*Problem details:*
Would you transcribe all of the data exactly, down to the last character?

*Data listing:*
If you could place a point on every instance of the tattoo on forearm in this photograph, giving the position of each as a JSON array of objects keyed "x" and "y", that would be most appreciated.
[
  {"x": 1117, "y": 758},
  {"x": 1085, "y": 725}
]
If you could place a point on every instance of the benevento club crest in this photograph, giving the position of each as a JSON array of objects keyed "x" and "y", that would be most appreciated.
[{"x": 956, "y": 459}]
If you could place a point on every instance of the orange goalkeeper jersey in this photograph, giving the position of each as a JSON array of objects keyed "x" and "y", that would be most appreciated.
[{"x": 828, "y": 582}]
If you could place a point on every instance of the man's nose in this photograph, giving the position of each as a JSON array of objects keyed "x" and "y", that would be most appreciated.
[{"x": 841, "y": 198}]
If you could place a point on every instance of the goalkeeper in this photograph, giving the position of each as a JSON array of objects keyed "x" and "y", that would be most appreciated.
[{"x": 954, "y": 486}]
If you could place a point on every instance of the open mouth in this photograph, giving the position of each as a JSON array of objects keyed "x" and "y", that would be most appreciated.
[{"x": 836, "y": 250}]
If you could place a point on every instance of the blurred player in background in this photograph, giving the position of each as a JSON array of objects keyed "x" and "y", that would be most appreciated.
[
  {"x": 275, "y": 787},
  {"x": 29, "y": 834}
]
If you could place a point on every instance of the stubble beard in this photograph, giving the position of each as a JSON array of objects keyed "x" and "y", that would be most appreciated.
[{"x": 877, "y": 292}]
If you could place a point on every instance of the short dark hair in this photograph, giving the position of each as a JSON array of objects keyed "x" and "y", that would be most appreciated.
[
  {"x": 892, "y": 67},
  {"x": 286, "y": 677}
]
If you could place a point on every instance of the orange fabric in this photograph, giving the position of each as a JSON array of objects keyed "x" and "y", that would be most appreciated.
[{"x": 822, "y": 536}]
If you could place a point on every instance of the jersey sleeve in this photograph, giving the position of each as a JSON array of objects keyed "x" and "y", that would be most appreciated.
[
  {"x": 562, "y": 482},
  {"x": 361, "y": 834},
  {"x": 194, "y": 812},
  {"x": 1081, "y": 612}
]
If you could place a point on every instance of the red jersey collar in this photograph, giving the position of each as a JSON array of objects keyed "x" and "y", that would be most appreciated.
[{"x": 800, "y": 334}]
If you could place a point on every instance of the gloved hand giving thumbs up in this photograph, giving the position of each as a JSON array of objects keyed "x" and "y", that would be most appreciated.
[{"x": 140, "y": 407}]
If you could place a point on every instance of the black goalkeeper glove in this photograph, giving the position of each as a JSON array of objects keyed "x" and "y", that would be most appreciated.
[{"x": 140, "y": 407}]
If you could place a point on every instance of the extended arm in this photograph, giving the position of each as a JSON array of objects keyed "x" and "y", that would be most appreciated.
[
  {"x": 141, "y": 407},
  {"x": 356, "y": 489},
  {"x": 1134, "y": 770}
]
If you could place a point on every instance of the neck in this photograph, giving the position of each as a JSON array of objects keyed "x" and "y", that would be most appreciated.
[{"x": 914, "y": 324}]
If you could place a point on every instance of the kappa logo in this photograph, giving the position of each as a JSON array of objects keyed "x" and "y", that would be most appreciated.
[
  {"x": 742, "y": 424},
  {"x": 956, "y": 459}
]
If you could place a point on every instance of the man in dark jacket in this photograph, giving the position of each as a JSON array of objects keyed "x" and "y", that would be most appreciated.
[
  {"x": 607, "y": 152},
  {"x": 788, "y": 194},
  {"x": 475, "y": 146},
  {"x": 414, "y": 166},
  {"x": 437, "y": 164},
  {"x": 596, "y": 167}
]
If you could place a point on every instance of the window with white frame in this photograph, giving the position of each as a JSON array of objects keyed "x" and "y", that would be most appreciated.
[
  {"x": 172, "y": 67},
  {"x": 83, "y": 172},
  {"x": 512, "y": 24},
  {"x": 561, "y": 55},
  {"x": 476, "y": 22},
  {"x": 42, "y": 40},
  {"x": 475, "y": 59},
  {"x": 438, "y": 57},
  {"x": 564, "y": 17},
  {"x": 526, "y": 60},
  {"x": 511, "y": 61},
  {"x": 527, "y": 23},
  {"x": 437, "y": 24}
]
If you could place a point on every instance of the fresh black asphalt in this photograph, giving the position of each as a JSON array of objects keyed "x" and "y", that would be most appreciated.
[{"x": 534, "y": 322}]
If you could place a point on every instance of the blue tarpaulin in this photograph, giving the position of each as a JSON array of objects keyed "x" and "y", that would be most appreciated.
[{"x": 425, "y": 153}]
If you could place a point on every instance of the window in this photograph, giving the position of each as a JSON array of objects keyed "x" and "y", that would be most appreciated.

*Full solution:*
If you could place a point on every instance of the tattoo on forearm in this photograph, giving the position of each as a JSON array of objects keyed "x" and "y", that would be most appreciated.
[
  {"x": 1117, "y": 758},
  {"x": 1085, "y": 725}
]
If you could place a point on every instance of the benevento club crest in this photograph, giving the position of each as a JSON array of objects keyed "x" and "y", that would be most appreciated.
[{"x": 956, "y": 459}]
If you could place a point on every instance of the orange goalkeeper jersey in this photograph, giving the position of each as a JSON array of objects keyed "x" and "y", that would be most appreciated.
[{"x": 828, "y": 582}]
If you could place a point on every instance of the man's nose in this photograph, giving the position of each as a JSON array of objects keyed "x" and "y", that would be most appreciated.
[{"x": 841, "y": 198}]
If you could place a point on every instance of the goalkeeper in this photograph, giving the position of each as a JSON array of objects keyed "x" and "y", that would be most appreciated.
[{"x": 954, "y": 486}]
If you could place a point on every instance of the open mouth in this photograph, giving the position of each as a JSON array of objects keyed "x" and "y", that would be most appreciated.
[{"x": 836, "y": 250}]
If you could place a point on every instance of the blurred player in background in this photograph, giving the position of each as a JSON array of objects keyed "x" and "y", that would be most appreciated.
[
  {"x": 275, "y": 787},
  {"x": 29, "y": 834}
]
If you could place a point on every instance of the stubble beard in this photograph, giving the position of each as a JSON array of objects keyed "x" and "y", that would be most appreciated.
[{"x": 877, "y": 292}]
If you could place a point on every instance of the short dark hair in this photograph, giving the position of each as a JSON array of objects keyed "x" and "y", that would be most appreciated.
[
  {"x": 892, "y": 67},
  {"x": 286, "y": 677}
]
If you could place a point on every instance of the orange fabric in this photograph, giving the position of each as a JSON array of objects keyed "x" and "y", that would be most appreciated.
[{"x": 822, "y": 536}]
If you could place a point on every instance of the jersey sleeve in this photograph, giving the position of each as a JSON array of objects keyed "x" and "y", that would be most appreciated.
[
  {"x": 562, "y": 482},
  {"x": 361, "y": 834},
  {"x": 194, "y": 812},
  {"x": 1081, "y": 612}
]
If you could place a point on every instance of the red jersey collar in this photograph, giving the position of each as a JSON array of objects keyed "x" and "y", that would be most appreciated.
[{"x": 800, "y": 334}]
If you could place a point on every instance of the gloved hand giving thumbs up in this photograph, giving the position of each as a JSON array of objects keyed "x" and "y", that would be most appreciated.
[{"x": 140, "y": 407}]
If you could place a point on every instance of the black goalkeeper glove in this photograph, giving the position of each as a JSON array of objects keyed "x" and "y", that would be most appreciated.
[{"x": 140, "y": 407}]
If you could place a point on every instance of the extended arm in this photograph, giving the position of each as a JSON array of objects keyed "x" and "y", that would be most appreciated.
[
  {"x": 141, "y": 407},
  {"x": 356, "y": 489},
  {"x": 1134, "y": 770}
]
If you could place a point on every instance of the neck in this photograph, giving the position of each as a JSON array of objects keyed "x" and "y", that would be most appreciated.
[{"x": 914, "y": 324}]
If you could place a point on every instance of the kappa logo in this photograph, giving the position of each as a JSON array of objects keyed "x" and "y", that would be most appreciated.
[
  {"x": 742, "y": 424},
  {"x": 956, "y": 459}
]
If you could place a point on every instance of the man in dark jacket in this photograph, giving the position of each as a JSON array of objects keyed "x" and "y", that would be most appreciated.
[
  {"x": 607, "y": 152},
  {"x": 788, "y": 194},
  {"x": 475, "y": 146},
  {"x": 414, "y": 166},
  {"x": 437, "y": 164},
  {"x": 596, "y": 167}
]
If you could place a point on every instance of the window with white frame in this photograph, giving the position of each as a JSON array of objects keyed "x" and "y", that would be most appreciated.
[
  {"x": 172, "y": 67},
  {"x": 83, "y": 172},
  {"x": 512, "y": 24},
  {"x": 561, "y": 55},
  {"x": 476, "y": 22},
  {"x": 42, "y": 40},
  {"x": 475, "y": 59},
  {"x": 438, "y": 57},
  {"x": 564, "y": 17},
  {"x": 526, "y": 60},
  {"x": 511, "y": 61},
  {"x": 527, "y": 23},
  {"x": 437, "y": 24}
]
If you could place a point on every instance of the fresh black asphalt in this photograph, giving the position of each as a JSON array of objects keyed "x" and "y", that would be most appreciated.
[{"x": 534, "y": 322}]
If you could place a point on every instance of the blue tarpaulin in this photograph, giving the position of each as a JSON array of objects keyed "x" and "y", that would be most appreciated.
[{"x": 425, "y": 153}]
If you could place a point on every instance of the window in this photograph, giving the position of each as a JSON array of objects keyed "x" and "y", that would be most appreciated.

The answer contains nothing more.